» Source
......
I must note that I knew about and used (and liked) HP equipment long before I knew where it was manufactured. From 1953 to 1960 I was working in Ljubljana, Slovenia in their National Communications Institute. We were developing and building microwave radio links for the Yugoslavian telephone companies. These were intended to compensate for the missing ground lines and to connect the numerous Adriatic islands with the mainland.
Since 1948 when President Tito successfully seceded from the Russian domination, Yugoslavia established many links with the Western World. It was not uncommon for our Institute to buy and use HP microwave measuring instruments. Their European representative, Mr. Zweny, lived in Brussels, Belgium at that time. During his numerous visits to our Institute he would tell us about this wonderful Hewlett-Packard company where, “everything was done right.” What impressed us the most was that HP practiced profit sharing with their employees. This was something that Tito’s regime was promising us as soon as we completed the buildup of a socialist state.
When my upcoming teaching assignment in Ljubljana demanded an advanced degree I made a few attempts to earn it in Slovenia. But interference of my R&D management duties called for me to distance myself from the Institute. Having used Fred Terman’s book during my studies I was familiar with Stanford, which seemed distant enough from my place of employment. So in 1960, I came to Stanford to earn my PhD in electrical engineering. When I met Fred Terman and thanked him for writing his book on electronics he was upset that Slovenia also translated it without paying him royalties. He calmed down when I told him that I used the English edition.
Stanford and Palo Alto were completely new cultures for me and my family at that time. A kind fellow student took me for a ride around the Stanford area, and when we entered Page Mill Road, I was reminded of the familiar HP address. Commenting about this induced my student-friend for a quick tour of the HP 1501 Page Mill facility, which was then a topic of pride in my letters to colleagues back in Slovenia.
My PhD research project was assigned by Professor Bracewell, who was a global expert on radio astronomy and antenna technology. I was thereby involved in the construction of a Stanford radio interferometer, and during that period I received a lesson in university-industry cooperation, which was essentially missing back in Europe. Instead of a budget for procurement of parts, I was given a name to call at HP whenever I needed resistors, capacitors, or pc-boards. When I later met with other professors visiting HP Laboratories I understood why Silicon Valley was born in this particular area. The mutual trust between the academic and industrial world mandated it.
During our 4 years of life in California, my wife, my two children and I became quite attached to it, despite the meager $2,100 a year research assistantship, out of which we were paying all our expenses including tuition. During our time here, we experienced some serious difficulties during my wife’s illness, but the kindness of friends and others made a powerful impression on us. The thought of never seeing California again, which was indicated by the existing exchange rate at that time was unbearable.
Having made no obligations to return to Slovenia, we decided to make the US our new home. My friend and colleague Dr. France Rode, who is also a Slovenian and who found us upon our arrival to Palo Alto, worked in the Frequency and Time Division of HP, and confirmed my vision of this company. Ignoring the offer from my mentor Professor Ronald Bracewell and another one from the UC Berkeley astronomy department, I sent out a single job application to HP. The personnel department decided to send me to HP Labs for an interview.
......
» Requirements
A: From the rows, copy word for word every line starting with the one that contains "One point per instance, written like point(395, 212)" and going on through the one that contains "point(409, 501)".
B: Continue the account of moving from Slovenia to Stanford and applying to HP, picking up after its last sentence.
......
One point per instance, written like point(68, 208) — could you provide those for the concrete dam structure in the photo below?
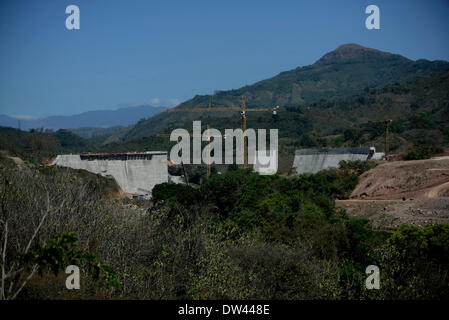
point(314, 160)
point(135, 172)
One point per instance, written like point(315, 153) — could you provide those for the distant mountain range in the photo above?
point(346, 71)
point(92, 119)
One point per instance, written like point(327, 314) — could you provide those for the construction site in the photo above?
point(135, 172)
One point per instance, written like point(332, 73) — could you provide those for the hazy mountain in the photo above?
point(96, 119)
point(348, 70)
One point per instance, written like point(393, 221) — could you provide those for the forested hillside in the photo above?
point(348, 70)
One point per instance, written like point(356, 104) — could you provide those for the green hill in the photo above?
point(340, 73)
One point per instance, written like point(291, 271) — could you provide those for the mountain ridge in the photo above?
point(124, 116)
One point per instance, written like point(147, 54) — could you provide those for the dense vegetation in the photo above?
point(34, 145)
point(238, 235)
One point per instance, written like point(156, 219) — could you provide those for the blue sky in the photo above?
point(163, 52)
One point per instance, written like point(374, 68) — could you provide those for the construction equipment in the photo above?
point(208, 170)
point(242, 111)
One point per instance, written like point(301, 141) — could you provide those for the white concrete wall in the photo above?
point(133, 176)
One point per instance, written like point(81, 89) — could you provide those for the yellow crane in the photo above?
point(387, 140)
point(242, 111)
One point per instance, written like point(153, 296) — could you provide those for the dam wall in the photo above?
point(135, 173)
point(315, 160)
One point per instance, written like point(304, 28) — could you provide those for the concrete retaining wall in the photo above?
point(315, 160)
point(135, 176)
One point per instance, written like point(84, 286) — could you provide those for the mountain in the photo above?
point(345, 71)
point(419, 108)
point(93, 119)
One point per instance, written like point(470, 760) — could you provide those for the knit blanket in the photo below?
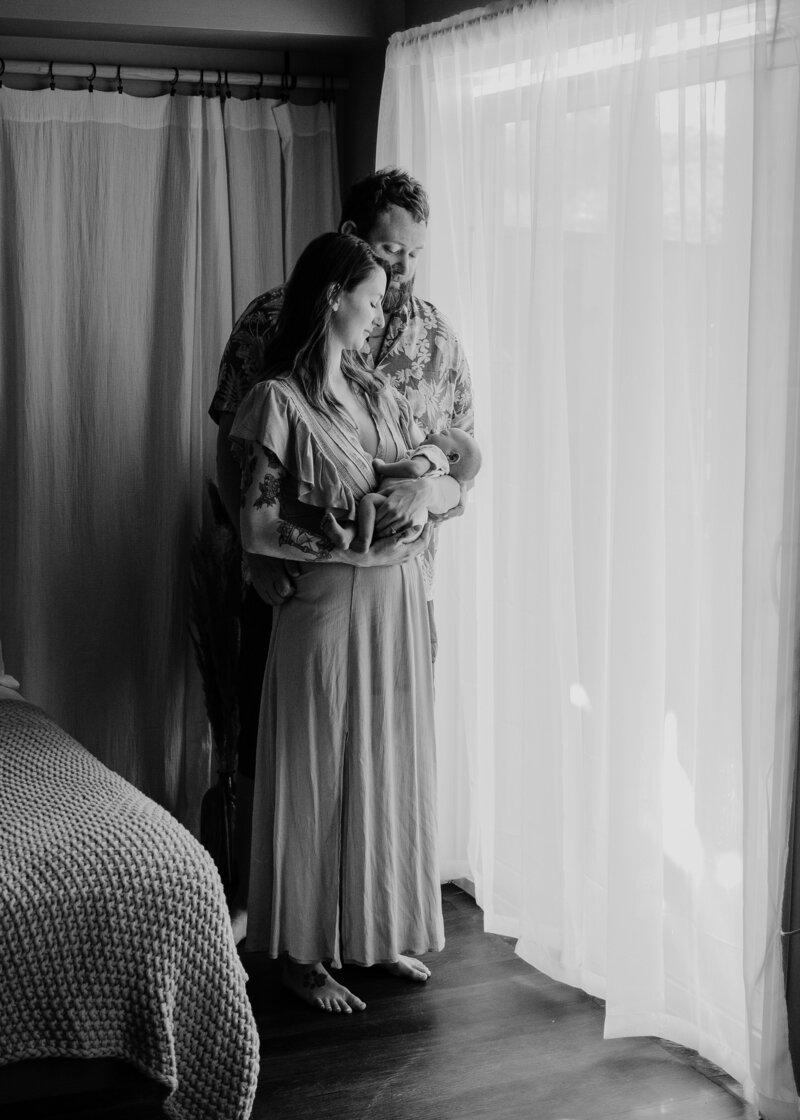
point(114, 934)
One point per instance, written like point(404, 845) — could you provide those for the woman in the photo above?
point(343, 864)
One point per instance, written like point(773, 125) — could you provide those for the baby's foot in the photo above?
point(408, 968)
point(315, 986)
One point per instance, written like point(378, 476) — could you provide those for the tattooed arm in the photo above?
point(267, 532)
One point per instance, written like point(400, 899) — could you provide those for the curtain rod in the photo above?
point(467, 18)
point(211, 75)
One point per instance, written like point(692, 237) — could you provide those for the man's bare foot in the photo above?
point(408, 968)
point(239, 923)
point(315, 986)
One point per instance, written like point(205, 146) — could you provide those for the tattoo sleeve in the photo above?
point(264, 526)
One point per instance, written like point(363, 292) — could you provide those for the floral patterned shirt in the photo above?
point(420, 353)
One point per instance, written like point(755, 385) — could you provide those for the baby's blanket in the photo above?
point(114, 936)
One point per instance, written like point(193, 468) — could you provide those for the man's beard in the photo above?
point(397, 296)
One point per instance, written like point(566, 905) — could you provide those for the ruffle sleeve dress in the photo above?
point(344, 848)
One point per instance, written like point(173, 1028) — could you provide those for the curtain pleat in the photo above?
point(310, 165)
point(614, 195)
point(123, 257)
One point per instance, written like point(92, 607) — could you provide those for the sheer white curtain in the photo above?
point(614, 195)
point(308, 142)
point(132, 231)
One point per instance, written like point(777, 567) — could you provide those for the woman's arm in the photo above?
point(267, 532)
point(407, 498)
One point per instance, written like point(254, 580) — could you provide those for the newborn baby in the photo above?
point(447, 453)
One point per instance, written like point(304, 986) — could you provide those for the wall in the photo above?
point(338, 38)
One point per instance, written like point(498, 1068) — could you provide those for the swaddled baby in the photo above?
point(447, 453)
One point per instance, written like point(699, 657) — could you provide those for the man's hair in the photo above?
point(374, 194)
point(332, 263)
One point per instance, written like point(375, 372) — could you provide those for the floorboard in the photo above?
point(489, 1037)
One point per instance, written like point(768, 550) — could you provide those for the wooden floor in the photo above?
point(486, 1038)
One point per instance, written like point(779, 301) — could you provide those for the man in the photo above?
point(424, 358)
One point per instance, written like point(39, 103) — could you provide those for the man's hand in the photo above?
point(406, 503)
point(270, 578)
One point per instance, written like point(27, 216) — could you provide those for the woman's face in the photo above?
point(360, 311)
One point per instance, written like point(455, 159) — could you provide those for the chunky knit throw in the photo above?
point(114, 935)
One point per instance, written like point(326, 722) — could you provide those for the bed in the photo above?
point(118, 970)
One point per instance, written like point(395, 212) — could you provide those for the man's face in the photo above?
point(398, 239)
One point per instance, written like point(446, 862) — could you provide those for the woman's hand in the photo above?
point(409, 501)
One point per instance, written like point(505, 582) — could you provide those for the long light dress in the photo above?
point(344, 847)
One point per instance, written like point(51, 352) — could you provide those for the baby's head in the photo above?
point(463, 453)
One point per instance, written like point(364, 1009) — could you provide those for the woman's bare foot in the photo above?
point(408, 968)
point(315, 986)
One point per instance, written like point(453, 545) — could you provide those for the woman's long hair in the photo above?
point(327, 267)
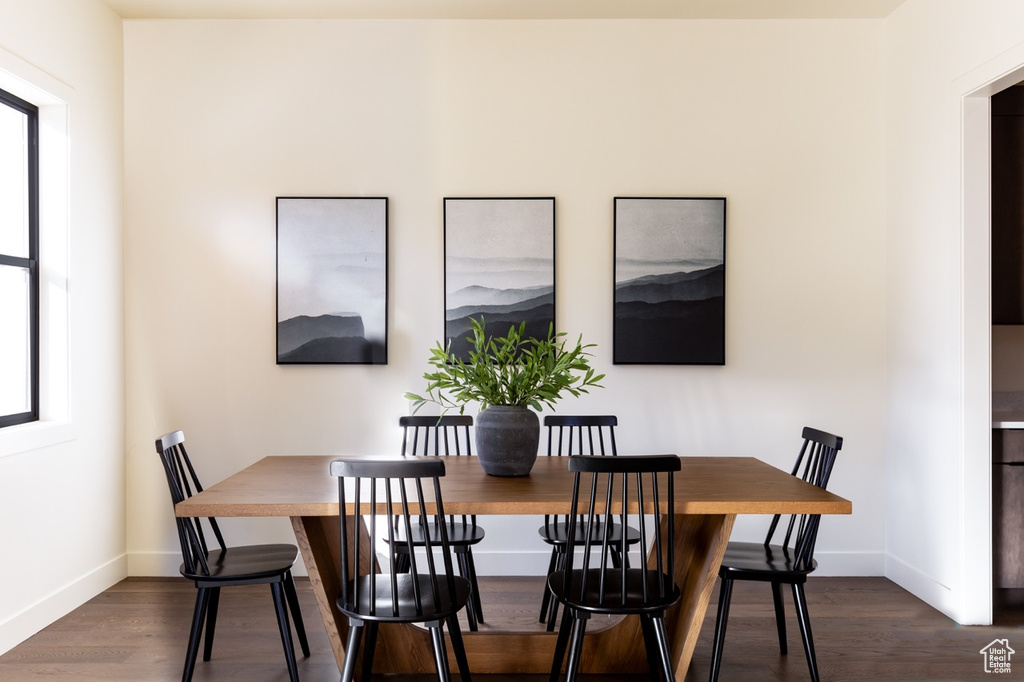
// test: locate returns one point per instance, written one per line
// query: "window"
......
» Results
A:
One point per instance, written like point(395, 212) — could you provide those for the man's face in the photo above?
point(398, 239)
One point per instance, written like point(446, 862) — could you provide those for the woman's hand in the photo above?
point(409, 501)

B:
My interview at HP in the fall of 1964 was with my potential new boss, Paul Stoft, and a few of his engineers. That apparently went well and I was later taken to Barney Oliver’s office. He wanted to hear my ideas for utilizing the knowledge acquired in designing the Stanford radio telescope to possible new HP instrumentation line. Much of our interchange focused on the contrast of Barney’s ideas to those of Bracewell about the methods to search for extraterrestrial intelligence. I believe that this specific exchange induced Barney to take me along to the IEEE general convention in New York later that year. That was the year he served as president of IEEE, and one of his personal goals was to publically outline his SETI ideas. They were not just rough ideas but he had refined them enough that the SETI institute later became the recipient of Barney’s unique designs for search instrumentation and of his significant monetary support.
Photo from MEASURE Magazine, January 1965 Courtesy of the Hewlett Packard Company |
The improved availability of capital equipment was apparent already during my lab work at Stanford. The fact that my radio interferometer project had a budget of 150 thousand dollars was overwhelming, remembering how difficult it was to get an approval for buying the first couple of transistors back in Slovenia. These having been point contact devices did not last very long and the electron tubes seemed to have an assured future. Not so in HP Labs where all designs were done with transistors. Fortunately in my Stanford work I had changed my opinion on transistors and designed all signal processing circuitry with them. So I was ready to start immediately on my proposed microvolt meter at HP.
The relationship with HP Lab colleagues was easily established and everybody was very helpful to me. I was impressed with the proliferation of ideas for new instruments and for solutions to design problems. In Slovenia the kind of links that shaped the relationship with my colleagues required special conditions not present in HP Labs. There we started work at 6AM and the first thing we had to do was to start a fire in the tiled stove. The joint anticipation of warmth from the tiles against which we were leaning created special bonds that still live on.
It was customary for Bill Hewlett and Dave Packard to officially meet with groups of new HP Labs employees. During my turn Dave Packard asked me how I liked it so far at HP? I told him enthusiastically that I found more socialism at HP than I did back in Yugoslavia. He was amused but suggested that I call it something other than socialism. At that time I did not perceive any distinction between the national political parties and did not know anything about Senator McCarthy’s devisive hearings on communism in the US.
But, as a matter of fact, I did start to notice the difference between the two political parties only during the President Reagan’s era. But the daily visits of Bill and Dave to the laboratory, during which they were able to ask questions of the nature, “Is your grandma any better?” left unforgettable impressions on me. Also, occasions like Bill Hewlett talking to the cleaning lady about her family, impressed me with an HP work culture that matched the “socialist” theory we were learning back in Yugoslavia, but never saw in practice.
Tom Perkins |
My first project was a microwave microvolt meter whose prototype had to be demonstrated to the southern California military industry. I had no ideas how to travel or visit customers or make contact with the Field Engineers at Neely, so Barney asked his assistant Tom Perkins to go with me. Yes, this was the now famous Venture Capitalist, who at that time worked for Barney Oliver.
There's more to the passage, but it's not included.